Exercises —
1 > According to the article about Themis AI, in what year was the company launched?
2 > Rewrite the paragraph beginning "Themis AI was launched in 2021" from the article about Themis AI as a short bulleted list that keeps its main facts.

Text provided —
June 3, 2025

How Themis AI Is Making Machine Learning Models Aware of Their Own Limits

Artificial intelligence has become a powerful tool, offering answers to almost any query through systems like ChatGPT. But here’s the catch: these models often sound confident even when they’re not — and that can be dangerous in high-stakes industries like healthcare, autonomous driving, and critical infrastructure.

Solving AI’s Confidence Problem

Enter Themis AI, an MIT spinout on a mission to make AI systems more trustworthy by helping them recognize when they don’t know something. Their platform, Capsa, is designed to wrap around any machine learning model and detect unreliable or ambiguous outputs — in real time.

“The idea is to wrap the model with Capsa, identify uncertainty and failure modes, and then enhance the model’s performance,” explains Daniela Rus, co-founder of Themis AI and director of MIT’s Computer Science and Artificial Intelligence Laboratory (CSAIL). “This gives teams peace of mind that their model is functioning as intended.”

Built for High-Stakes AI Applications

Themis AI was launched in 2021 by Rus alongside Alexander Amini and Elaheh Ahmadi, former researchers at MIT. Since then, they’ve collaborated with telecom providers on network automation, helped oil and gas firms interpret seismic data, and advanced chatbot reliability through academic research.

Data excerpt —
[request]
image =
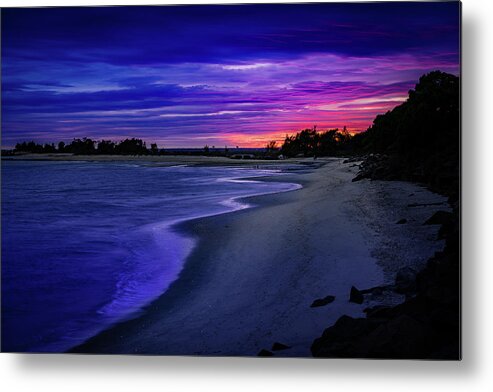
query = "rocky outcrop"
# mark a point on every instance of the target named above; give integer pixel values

Task-by-task results —
1 > 2021

2 >
- Launched in 2021 by Rus with Alexander Amini and Elaheh Ahmadi, former MIT researchers
- Worked with telecom providers on network automation
- Helped oil and gas firms interpret seismic data
- Advanced chatbot reliability through academic research